**LISTED ENTRIES:**

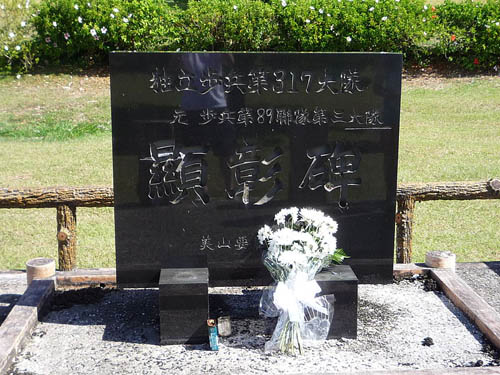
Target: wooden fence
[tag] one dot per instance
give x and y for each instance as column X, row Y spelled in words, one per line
column 66, row 200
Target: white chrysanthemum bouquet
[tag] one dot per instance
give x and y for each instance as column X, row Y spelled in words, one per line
column 300, row 244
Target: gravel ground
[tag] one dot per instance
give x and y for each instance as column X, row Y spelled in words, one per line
column 484, row 278
column 12, row 287
column 116, row 331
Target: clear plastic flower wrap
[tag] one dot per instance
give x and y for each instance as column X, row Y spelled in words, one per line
column 298, row 247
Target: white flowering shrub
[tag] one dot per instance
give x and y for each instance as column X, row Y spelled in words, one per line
column 469, row 34
column 16, row 35
column 76, row 30
column 83, row 32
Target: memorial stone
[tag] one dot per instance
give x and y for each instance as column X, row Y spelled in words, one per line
column 208, row 147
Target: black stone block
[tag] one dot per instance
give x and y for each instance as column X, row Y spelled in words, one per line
column 183, row 305
column 208, row 147
column 343, row 284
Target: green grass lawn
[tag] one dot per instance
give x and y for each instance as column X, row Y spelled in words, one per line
column 450, row 131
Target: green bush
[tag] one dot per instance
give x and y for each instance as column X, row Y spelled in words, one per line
column 71, row 30
column 81, row 32
column 470, row 33
column 16, row 36
column 238, row 25
column 372, row 25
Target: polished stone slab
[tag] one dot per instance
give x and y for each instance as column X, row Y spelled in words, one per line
column 208, row 147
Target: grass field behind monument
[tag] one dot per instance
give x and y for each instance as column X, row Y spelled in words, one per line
column 55, row 130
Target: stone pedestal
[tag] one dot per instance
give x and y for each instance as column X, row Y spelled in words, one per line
column 183, row 305
column 343, row 284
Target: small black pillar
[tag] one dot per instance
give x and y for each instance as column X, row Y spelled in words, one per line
column 341, row 281
column 183, row 306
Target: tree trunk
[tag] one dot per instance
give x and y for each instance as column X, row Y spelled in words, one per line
column 66, row 237
column 404, row 226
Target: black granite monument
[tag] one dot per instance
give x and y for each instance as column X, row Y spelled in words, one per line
column 208, row 147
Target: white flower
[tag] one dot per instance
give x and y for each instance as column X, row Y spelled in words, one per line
column 264, row 234
column 293, row 212
column 292, row 258
column 329, row 244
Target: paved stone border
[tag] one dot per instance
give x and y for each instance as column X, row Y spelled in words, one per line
column 86, row 277
column 463, row 296
column 22, row 319
column 450, row 371
column 24, row 316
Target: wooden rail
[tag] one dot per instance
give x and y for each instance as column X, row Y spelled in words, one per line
column 408, row 194
column 66, row 200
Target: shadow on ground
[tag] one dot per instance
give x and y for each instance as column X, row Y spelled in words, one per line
column 132, row 315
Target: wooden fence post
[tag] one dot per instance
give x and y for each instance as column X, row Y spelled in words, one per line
column 404, row 225
column 66, row 236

**AIM:** Rename every "Target" in the data above to "Object", keeping all other text unchanged and leaving the pictures out.

**EXERCISE RESPONSE:**
Object: wooden fence
[tag] one dot per instance
give x and y for each instance as column X, row Y spelled in words, one per line
column 66, row 200
Object: white chrysanthemum bouquet
[tag] one dot per instance
give x and y for each instance as column X, row Y spelled in words, one per line
column 300, row 244
Object: gravel ground
[tag] one dot per instance
give x and y for each instance as column X, row Y spelled in words, one per line
column 484, row 278
column 12, row 287
column 116, row 331
Object: clear plastic flower wrap
[tag] one dot per instance
give x and y for each instance as column X, row Y spelled in words, one per line
column 298, row 247
Object: white flowering shrub
[tag] one dot per instance
give x and y for each instance as column X, row Y spelled in words, one per line
column 469, row 34
column 16, row 35
column 76, row 30
column 83, row 32
Object: memorial stone
[tag] one dot per instance
give x and y for each instance as column X, row Y spelled in words, one per line
column 208, row 147
Object: black stone block
[tag] one dot per instance
give x and y for each instance as column X, row Y spelled in words, one per line
column 183, row 305
column 208, row 147
column 343, row 284
Object: green grass lawn
[tag] one dot per instance
give x and y for each instance as column X, row Y spelled in words, one per line
column 450, row 131
Object: green bush
[tag] one dot per instance
give x and y for each instance as column X, row Y spelled in words, one per line
column 71, row 30
column 81, row 32
column 470, row 33
column 16, row 36
column 238, row 25
column 372, row 25
Object: polished stone slab
[tag] one dot per instance
give x and y for each instance as column X, row Y spelled in words, one per line
column 208, row 147
Object: grass field behind monument
[tag] one dot per instance
give x and y for each instance as column X, row Y spelled in words, one per line
column 55, row 130
Object: stone pedestal
[tag] one dot per instance
give x and y for each instance as column X, row Y spelled in words, one per line
column 183, row 305
column 343, row 284
Object: small black pillar
[tag] one dot per instance
give x and y for each instance as column X, row Y spelled in words, one per line
column 341, row 281
column 183, row 306
Object: tree trunk
[tag] one dot per instance
give x and y for each instance as column X, row Y spelled in words, one per line
column 66, row 237
column 404, row 226
Object: black granite monument
[tag] one dot per instance
give x and y for each instance as column X, row Y spelled in words, one per line
column 208, row 147
Object: white flower
[tag] one dot per instance
give x and y for each instance as column X, row Y spelled in words, one per line
column 264, row 234
column 293, row 212
column 292, row 258
column 329, row 244
Object: paved stone border
[tag] one dot per instance
give x and y for each instance as column X, row Y spelled in words, one per line
column 86, row 277
column 463, row 296
column 22, row 319
column 450, row 371
column 24, row 316
Object: wooden rail
[tag] one dot per instance
give x and y for each instance as column X, row Y spelled in words, one per line
column 408, row 194
column 66, row 200
Object: shadow on ground
[tag] one dot per instance
give x and y for each instance as column X, row Y spelled in words, one per line
column 132, row 315
Object: wooden fence post
[tag] one dot per instance
give x and y for each instance as column X, row Y spelled in words, one per line
column 404, row 225
column 66, row 236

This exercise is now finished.